_AIM_. From the data below, pull out every line that contains the word "drink" and copy each one unchanged.

_GIVEN ENTRIES_.
^^^^^^^^
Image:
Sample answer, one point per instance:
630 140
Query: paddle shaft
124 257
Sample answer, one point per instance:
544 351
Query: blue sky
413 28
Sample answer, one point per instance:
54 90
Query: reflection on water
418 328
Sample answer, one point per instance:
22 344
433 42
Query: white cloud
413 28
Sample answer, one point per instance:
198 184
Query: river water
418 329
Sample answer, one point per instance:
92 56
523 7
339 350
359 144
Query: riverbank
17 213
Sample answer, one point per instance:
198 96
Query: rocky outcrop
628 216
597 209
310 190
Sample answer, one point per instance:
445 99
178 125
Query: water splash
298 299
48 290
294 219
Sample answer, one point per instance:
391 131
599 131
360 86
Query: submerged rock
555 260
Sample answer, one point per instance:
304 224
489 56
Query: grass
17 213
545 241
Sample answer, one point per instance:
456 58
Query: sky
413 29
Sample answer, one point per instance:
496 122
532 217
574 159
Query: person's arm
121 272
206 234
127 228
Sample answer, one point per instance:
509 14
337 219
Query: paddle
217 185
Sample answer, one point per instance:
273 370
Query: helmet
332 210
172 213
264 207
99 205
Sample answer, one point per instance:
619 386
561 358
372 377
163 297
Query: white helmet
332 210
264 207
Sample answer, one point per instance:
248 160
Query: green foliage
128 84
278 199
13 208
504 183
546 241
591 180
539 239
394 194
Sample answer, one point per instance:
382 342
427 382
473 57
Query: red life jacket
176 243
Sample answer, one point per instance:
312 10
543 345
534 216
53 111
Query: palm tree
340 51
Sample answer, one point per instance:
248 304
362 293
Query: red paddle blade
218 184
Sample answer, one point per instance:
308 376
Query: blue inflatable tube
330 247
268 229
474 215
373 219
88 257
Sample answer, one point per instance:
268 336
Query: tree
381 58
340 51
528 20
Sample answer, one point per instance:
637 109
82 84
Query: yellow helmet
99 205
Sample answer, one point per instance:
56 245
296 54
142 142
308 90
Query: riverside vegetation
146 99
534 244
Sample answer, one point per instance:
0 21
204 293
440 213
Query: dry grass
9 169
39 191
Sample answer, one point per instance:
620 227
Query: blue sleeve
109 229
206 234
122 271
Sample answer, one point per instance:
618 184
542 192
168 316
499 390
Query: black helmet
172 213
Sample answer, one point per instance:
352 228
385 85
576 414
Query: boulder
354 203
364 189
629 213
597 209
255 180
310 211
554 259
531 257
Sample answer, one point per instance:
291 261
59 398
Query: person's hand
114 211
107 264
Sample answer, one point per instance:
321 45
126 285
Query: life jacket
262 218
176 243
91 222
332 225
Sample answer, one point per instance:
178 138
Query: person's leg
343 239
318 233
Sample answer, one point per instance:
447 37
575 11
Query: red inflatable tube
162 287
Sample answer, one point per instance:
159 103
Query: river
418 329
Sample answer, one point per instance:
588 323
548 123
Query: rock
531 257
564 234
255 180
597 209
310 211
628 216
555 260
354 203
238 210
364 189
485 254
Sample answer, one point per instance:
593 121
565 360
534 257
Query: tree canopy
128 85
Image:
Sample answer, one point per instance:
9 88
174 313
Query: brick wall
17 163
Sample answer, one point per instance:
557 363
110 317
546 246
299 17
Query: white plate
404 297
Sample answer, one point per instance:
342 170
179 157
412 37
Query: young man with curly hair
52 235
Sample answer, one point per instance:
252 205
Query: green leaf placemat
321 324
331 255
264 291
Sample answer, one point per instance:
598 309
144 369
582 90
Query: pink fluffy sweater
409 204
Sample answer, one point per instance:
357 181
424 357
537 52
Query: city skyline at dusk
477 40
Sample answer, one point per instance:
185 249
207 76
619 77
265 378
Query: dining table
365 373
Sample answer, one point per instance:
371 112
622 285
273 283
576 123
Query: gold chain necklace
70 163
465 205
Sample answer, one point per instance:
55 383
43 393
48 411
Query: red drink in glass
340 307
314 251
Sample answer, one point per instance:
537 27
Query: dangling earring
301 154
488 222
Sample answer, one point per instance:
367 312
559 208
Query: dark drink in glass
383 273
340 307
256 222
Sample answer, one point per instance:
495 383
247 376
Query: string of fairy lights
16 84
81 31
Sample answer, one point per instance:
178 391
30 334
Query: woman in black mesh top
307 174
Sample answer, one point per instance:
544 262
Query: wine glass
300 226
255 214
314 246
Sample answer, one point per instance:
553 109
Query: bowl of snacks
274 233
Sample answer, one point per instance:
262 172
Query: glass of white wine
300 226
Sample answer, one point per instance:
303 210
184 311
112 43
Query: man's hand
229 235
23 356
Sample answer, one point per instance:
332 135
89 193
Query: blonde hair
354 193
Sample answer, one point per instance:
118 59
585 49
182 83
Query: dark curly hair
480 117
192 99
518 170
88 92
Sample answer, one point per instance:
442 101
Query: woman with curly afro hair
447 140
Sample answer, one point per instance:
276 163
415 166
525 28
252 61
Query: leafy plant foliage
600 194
^^^^^^^^
_EXPECTED ANSWER_.
Query: red drink in glass
Query: dark drink in glass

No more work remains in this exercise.